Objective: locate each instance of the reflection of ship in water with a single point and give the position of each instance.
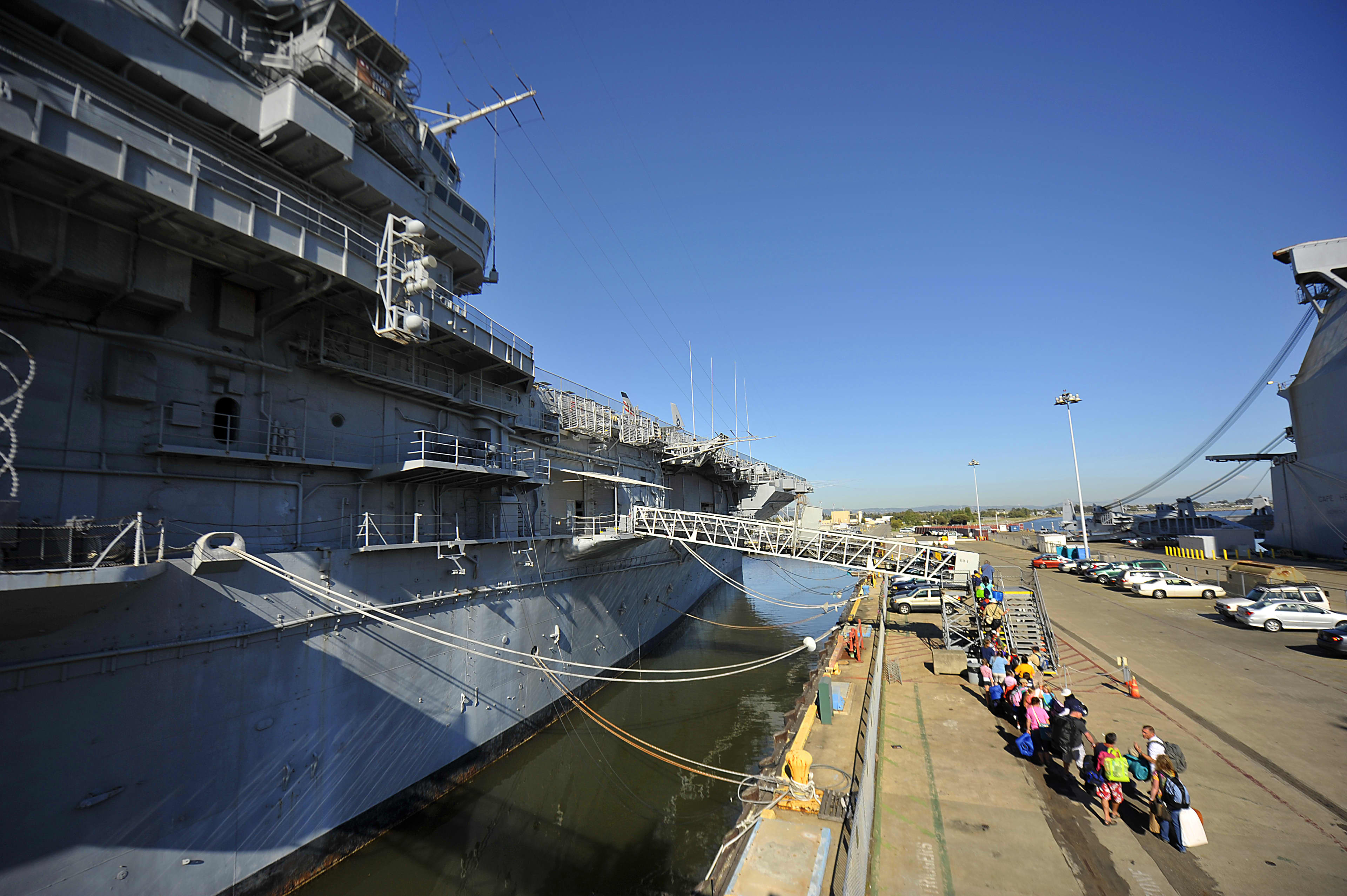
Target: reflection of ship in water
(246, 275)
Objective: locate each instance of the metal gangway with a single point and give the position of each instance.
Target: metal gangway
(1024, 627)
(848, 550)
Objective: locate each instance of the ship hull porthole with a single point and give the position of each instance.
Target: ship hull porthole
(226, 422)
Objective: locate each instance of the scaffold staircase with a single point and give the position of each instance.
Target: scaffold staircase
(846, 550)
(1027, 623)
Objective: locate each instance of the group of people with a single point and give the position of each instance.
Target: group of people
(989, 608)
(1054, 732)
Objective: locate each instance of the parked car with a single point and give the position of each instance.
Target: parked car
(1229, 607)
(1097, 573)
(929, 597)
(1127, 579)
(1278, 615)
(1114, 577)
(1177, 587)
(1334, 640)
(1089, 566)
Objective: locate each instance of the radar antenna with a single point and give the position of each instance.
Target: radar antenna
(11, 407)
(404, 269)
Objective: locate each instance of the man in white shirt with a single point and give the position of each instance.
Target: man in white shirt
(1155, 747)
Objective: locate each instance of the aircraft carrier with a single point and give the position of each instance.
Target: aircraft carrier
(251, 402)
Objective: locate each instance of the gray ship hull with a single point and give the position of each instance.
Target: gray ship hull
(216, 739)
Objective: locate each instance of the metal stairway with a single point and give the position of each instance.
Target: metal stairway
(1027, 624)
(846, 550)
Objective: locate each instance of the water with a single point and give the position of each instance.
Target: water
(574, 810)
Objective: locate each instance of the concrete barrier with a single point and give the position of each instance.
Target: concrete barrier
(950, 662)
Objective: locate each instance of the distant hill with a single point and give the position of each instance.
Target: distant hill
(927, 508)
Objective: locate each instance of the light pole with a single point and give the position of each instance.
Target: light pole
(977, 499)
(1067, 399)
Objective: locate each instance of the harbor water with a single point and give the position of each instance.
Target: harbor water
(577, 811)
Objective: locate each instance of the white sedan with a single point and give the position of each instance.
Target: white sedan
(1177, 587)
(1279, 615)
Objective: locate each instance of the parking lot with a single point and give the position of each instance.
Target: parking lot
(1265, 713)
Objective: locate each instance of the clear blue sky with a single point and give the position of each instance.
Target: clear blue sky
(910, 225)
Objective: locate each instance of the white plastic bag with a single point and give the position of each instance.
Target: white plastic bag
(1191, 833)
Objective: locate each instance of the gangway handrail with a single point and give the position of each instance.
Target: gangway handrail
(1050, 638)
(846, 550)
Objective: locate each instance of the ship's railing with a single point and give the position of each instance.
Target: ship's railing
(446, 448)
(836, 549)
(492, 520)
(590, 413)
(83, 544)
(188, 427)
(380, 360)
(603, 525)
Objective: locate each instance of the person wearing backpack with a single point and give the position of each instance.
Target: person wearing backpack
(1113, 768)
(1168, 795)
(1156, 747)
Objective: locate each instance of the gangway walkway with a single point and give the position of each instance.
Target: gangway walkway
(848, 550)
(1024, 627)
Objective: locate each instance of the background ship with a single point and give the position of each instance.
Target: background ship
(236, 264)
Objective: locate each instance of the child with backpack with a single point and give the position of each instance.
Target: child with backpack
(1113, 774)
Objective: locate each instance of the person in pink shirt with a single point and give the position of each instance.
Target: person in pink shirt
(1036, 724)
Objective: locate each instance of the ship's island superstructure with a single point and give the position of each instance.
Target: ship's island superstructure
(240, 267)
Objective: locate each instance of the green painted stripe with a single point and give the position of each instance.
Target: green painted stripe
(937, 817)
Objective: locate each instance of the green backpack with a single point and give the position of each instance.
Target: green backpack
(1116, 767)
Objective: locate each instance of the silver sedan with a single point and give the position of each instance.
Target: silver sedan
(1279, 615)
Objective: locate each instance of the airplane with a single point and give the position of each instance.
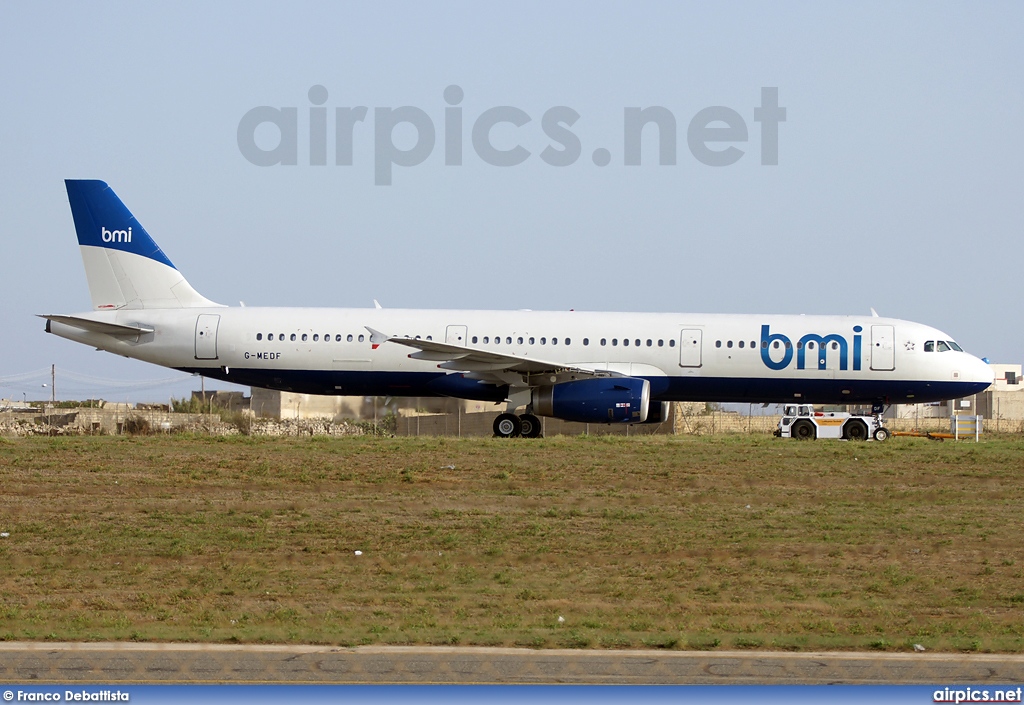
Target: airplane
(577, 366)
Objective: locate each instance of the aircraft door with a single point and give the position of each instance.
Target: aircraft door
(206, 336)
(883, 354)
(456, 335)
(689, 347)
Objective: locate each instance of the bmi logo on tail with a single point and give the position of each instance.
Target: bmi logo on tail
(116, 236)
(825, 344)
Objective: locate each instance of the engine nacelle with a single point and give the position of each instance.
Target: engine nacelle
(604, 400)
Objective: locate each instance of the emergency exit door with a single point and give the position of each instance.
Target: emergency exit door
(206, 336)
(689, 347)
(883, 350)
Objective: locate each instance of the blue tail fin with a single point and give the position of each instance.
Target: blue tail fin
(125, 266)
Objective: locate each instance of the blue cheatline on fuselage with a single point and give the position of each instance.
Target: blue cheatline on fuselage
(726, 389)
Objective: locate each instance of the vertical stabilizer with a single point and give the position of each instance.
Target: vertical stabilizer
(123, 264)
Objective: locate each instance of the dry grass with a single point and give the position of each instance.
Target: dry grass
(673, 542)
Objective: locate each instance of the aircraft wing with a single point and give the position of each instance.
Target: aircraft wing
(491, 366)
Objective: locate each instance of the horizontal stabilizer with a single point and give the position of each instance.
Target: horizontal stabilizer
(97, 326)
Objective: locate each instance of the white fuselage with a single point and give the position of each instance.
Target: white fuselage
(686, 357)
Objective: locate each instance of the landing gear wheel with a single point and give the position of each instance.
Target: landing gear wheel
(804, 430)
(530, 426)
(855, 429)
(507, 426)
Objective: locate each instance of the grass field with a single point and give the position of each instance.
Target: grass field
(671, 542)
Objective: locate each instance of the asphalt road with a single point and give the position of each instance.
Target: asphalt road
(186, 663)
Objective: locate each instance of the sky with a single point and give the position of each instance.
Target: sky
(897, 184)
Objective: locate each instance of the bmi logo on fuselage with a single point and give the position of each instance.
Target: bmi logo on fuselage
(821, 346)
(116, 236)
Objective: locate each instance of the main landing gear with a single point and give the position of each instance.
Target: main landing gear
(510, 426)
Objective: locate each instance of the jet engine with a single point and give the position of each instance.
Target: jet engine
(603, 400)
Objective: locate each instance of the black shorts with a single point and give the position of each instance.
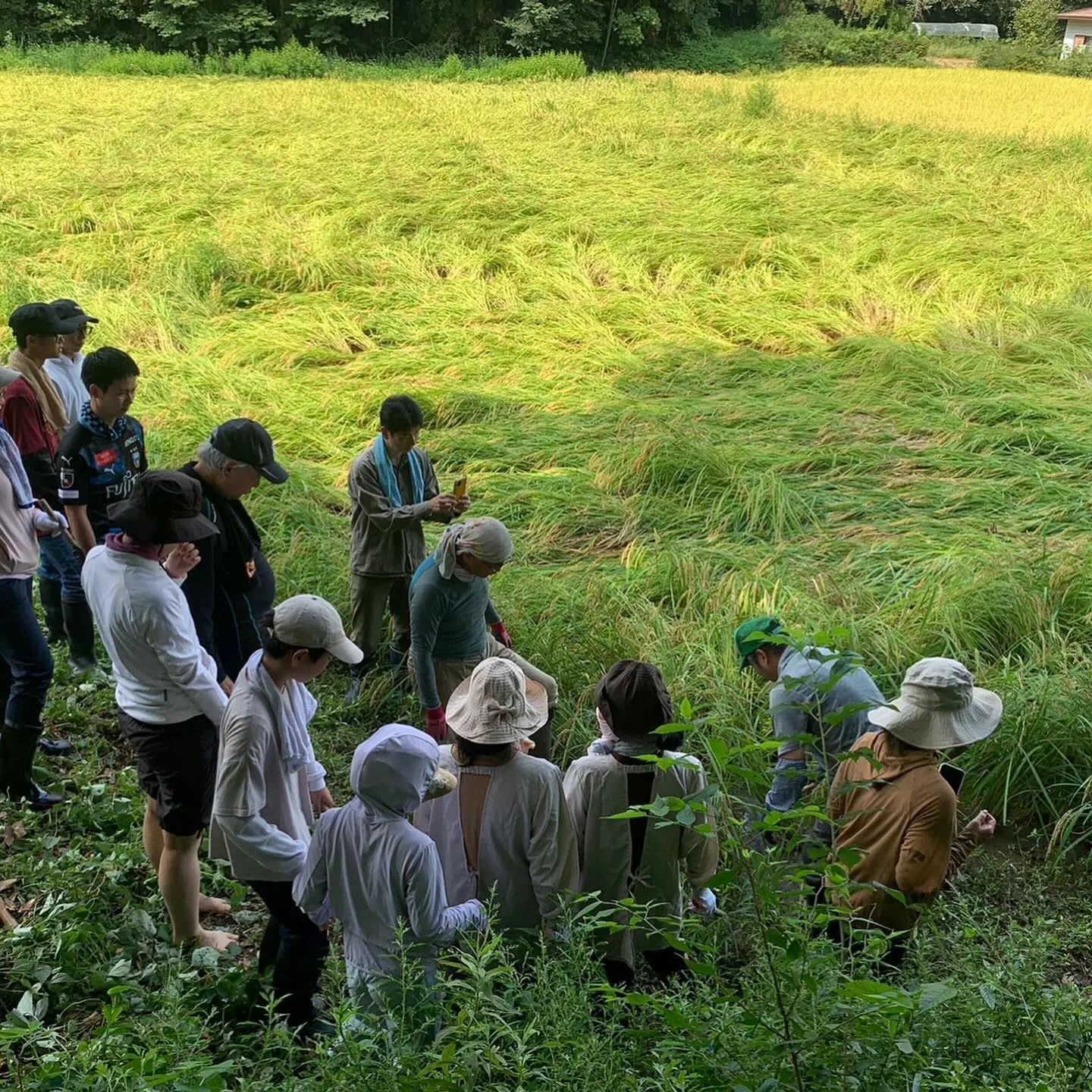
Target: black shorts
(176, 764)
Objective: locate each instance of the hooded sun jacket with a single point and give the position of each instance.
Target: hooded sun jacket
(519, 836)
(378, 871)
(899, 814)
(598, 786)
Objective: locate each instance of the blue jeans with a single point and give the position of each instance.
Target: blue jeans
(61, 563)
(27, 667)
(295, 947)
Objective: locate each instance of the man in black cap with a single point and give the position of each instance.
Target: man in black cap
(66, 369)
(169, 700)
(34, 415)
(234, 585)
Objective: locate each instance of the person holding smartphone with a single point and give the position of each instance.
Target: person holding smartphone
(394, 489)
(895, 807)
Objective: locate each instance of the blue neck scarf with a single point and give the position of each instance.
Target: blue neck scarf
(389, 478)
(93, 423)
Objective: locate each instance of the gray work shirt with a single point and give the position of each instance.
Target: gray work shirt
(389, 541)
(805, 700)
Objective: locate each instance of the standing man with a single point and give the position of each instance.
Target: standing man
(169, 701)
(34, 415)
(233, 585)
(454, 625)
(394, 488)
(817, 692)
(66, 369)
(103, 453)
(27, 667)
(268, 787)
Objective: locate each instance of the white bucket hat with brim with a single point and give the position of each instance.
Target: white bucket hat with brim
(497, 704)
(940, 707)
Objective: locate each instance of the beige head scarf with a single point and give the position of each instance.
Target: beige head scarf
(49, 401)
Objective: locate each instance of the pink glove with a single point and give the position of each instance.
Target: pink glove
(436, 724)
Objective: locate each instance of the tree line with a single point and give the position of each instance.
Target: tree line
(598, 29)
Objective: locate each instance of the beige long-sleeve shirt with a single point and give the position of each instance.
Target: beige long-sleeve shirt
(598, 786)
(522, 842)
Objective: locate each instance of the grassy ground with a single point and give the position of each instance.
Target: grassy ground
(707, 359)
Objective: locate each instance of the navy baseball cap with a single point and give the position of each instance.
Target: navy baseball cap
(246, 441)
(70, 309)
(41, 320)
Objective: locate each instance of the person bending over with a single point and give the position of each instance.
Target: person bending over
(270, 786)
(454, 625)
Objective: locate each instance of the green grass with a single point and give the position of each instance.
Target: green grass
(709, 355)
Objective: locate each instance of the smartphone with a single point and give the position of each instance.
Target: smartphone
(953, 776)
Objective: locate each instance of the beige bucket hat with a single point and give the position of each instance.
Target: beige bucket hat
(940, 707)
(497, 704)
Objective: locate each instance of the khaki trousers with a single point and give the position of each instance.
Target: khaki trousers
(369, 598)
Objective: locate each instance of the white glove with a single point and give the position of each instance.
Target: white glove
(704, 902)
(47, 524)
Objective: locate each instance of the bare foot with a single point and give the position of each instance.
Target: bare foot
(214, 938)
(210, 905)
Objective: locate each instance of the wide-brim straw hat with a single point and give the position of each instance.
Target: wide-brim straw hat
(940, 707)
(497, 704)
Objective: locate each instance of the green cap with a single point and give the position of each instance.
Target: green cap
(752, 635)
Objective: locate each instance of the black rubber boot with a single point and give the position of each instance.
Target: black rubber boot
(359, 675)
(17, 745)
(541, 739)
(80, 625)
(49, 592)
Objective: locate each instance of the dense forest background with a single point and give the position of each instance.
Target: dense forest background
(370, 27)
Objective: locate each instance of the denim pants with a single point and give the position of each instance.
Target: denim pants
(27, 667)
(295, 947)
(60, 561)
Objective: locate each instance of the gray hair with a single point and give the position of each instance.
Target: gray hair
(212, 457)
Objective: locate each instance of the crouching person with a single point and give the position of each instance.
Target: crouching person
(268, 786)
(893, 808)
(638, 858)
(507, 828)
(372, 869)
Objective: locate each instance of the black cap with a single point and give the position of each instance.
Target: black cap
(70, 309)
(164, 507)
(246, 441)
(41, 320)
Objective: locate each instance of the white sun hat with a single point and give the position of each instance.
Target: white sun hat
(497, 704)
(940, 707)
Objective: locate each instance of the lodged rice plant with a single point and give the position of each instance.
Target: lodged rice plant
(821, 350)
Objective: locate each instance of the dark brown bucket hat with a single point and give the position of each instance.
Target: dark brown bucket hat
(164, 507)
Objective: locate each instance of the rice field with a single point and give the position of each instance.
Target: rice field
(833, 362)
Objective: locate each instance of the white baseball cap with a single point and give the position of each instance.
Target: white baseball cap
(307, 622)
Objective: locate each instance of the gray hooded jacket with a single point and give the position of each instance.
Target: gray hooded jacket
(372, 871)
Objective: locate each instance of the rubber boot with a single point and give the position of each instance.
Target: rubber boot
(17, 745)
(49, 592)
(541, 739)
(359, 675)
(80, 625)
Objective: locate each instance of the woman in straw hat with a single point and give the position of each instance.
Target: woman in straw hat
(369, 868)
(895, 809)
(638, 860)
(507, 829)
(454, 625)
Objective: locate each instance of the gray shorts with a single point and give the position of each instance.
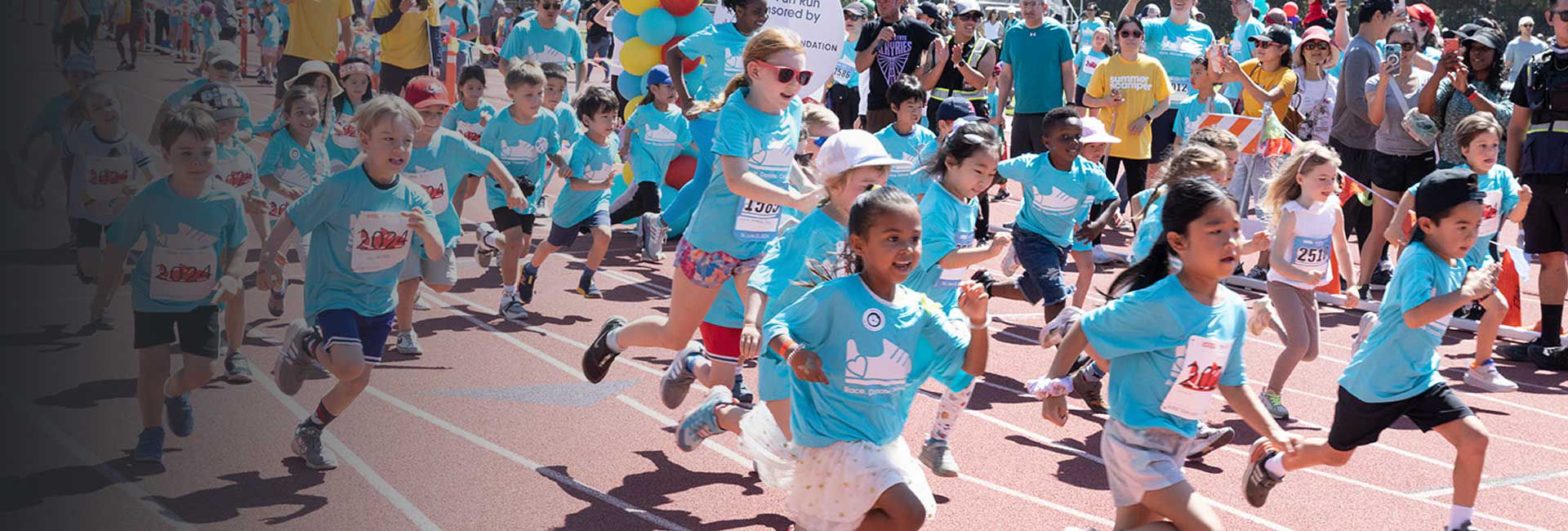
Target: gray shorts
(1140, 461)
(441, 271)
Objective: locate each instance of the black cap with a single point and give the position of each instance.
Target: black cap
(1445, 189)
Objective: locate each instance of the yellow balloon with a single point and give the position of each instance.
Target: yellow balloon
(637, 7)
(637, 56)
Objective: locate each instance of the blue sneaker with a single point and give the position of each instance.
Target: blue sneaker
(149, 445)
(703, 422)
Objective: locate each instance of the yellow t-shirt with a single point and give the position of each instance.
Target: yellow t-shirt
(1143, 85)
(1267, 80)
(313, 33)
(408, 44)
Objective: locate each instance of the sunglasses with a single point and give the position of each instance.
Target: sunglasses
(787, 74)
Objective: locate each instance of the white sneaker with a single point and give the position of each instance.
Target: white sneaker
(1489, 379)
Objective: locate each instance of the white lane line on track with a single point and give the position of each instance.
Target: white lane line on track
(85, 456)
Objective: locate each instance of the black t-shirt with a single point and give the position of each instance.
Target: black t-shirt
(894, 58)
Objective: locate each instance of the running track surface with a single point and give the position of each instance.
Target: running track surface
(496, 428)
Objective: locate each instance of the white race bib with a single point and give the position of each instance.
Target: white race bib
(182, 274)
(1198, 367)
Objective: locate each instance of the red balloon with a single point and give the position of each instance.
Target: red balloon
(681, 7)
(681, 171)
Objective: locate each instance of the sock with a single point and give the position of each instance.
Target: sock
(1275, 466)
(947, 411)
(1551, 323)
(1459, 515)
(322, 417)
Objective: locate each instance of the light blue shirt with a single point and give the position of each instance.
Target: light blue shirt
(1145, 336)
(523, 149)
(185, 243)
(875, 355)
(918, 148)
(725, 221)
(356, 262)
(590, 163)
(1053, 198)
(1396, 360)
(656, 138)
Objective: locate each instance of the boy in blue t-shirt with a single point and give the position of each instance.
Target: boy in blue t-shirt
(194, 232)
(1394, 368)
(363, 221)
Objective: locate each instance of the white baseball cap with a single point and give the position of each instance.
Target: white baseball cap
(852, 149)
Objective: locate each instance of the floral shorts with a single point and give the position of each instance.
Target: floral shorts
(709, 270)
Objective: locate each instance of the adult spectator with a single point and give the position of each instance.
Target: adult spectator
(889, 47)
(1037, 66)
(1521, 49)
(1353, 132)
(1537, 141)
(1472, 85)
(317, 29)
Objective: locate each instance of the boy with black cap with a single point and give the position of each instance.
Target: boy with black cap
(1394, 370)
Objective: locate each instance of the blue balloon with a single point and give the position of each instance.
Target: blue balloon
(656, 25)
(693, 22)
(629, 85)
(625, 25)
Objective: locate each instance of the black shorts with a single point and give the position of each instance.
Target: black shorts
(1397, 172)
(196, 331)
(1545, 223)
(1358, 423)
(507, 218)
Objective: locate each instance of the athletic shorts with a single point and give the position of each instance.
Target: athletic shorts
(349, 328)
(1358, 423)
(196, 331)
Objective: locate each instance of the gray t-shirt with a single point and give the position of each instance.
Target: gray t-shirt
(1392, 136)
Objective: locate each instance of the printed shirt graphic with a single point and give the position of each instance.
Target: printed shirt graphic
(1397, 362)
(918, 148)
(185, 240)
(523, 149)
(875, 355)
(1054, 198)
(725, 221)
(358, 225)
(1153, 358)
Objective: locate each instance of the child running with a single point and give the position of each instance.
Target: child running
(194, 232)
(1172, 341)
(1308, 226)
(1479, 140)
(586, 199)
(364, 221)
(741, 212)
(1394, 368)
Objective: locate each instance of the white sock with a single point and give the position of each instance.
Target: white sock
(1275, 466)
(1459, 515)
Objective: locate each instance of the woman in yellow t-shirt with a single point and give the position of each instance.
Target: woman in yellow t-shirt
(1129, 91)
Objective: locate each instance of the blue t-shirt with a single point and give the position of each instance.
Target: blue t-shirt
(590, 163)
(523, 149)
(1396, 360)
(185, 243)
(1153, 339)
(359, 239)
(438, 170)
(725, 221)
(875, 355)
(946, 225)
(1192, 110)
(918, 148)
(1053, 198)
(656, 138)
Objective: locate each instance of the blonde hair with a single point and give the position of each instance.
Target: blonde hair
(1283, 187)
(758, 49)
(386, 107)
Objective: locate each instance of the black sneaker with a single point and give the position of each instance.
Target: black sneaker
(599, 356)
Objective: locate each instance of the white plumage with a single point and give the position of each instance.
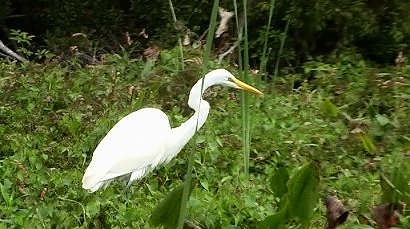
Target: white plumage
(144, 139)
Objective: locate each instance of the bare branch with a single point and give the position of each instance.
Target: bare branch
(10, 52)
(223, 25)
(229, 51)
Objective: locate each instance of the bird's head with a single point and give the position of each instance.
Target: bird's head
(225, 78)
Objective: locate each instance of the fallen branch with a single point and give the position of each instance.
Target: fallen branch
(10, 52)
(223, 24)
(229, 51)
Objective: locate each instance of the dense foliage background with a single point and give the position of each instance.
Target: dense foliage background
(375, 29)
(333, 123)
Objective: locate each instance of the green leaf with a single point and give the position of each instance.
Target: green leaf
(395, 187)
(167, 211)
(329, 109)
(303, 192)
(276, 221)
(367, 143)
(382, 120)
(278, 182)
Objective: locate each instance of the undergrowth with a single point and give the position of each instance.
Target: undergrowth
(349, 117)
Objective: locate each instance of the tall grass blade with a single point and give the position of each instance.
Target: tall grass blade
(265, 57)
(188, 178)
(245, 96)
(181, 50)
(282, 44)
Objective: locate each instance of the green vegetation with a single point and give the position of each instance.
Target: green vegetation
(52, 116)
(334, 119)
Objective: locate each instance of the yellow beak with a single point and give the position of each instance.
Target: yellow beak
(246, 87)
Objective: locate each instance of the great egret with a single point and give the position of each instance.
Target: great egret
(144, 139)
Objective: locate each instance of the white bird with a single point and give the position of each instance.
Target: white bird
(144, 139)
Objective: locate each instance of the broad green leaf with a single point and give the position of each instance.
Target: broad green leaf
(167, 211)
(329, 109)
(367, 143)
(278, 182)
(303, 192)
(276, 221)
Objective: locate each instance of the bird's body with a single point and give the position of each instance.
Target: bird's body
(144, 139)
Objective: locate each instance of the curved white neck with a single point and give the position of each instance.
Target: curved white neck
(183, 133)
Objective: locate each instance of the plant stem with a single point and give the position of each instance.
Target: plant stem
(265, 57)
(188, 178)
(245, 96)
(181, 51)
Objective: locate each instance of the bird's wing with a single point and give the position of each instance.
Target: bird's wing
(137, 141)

→ AIM OF THE EXERCISE: Format the lines starting at the one containing "Objective: locate each instance of the tall" and ending at the last line of the entries as a Markdown table with two columns, Row and Line, giving each line a row number and omitting blank lines.

→ WRITTEN ANSWER:
| Row | Line |
|---|---|
| 1 | Objective: locate each instance of the tall grass blade with a single point and give the position of each instance. |
| 2 | Target: tall grass blade |
| 3 | (265, 57) |
| 4 | (188, 178) |
| 5 | (245, 96) |
| 6 | (181, 50) |
| 7 | (282, 44) |
| 8 | Objective: locate each instance of the green vegetation with a single point and give the position of each instance. |
| 9 | Target: green vegetation |
| 10 | (52, 116) |
| 11 | (334, 119) |
| 12 | Objective: locate each instance of the yellow beak with a single point and give the position of each instance. |
| 13 | Target: yellow beak |
| 14 | (246, 87) |
| 15 | Objective: locate each instance of the great egret with a single point and give the position of each instance. |
| 16 | Target: great egret |
| 17 | (144, 139) |
| 18 | Objective: locate each instance of the white bird with a single point and give the position of each instance. |
| 19 | Target: white bird |
| 20 | (144, 139) |
| 21 | Objective: locate each instance of the broad green leaf with a single point and give the position of each instance. |
| 22 | Target: broad green leaf |
| 23 | (167, 211) |
| 24 | (329, 109) |
| 25 | (367, 143) |
| 26 | (278, 182) |
| 27 | (303, 192) |
| 28 | (276, 221) |
| 29 | Objective: locate each instance of the bird's body with a single point and give the position of each instance. |
| 30 | Target: bird's body |
| 31 | (144, 139) |
| 32 | Objective: locate each instance of the curved white neck with a single point and give the position of each instance. |
| 33 | Target: curved white neck |
| 34 | (183, 133) |
| 35 | Objective: locate each instance of the plant stem with a single point and give the position of each instance. |
| 36 | Target: plant stem |
| 37 | (265, 57) |
| 38 | (188, 178) |
| 39 | (245, 96) |
| 40 | (181, 51) |
| 41 | Objective: locate each instance of the bird's wing with a single point and give the position of each instance. |
| 42 | Target: bird's wing |
| 43 | (137, 141) |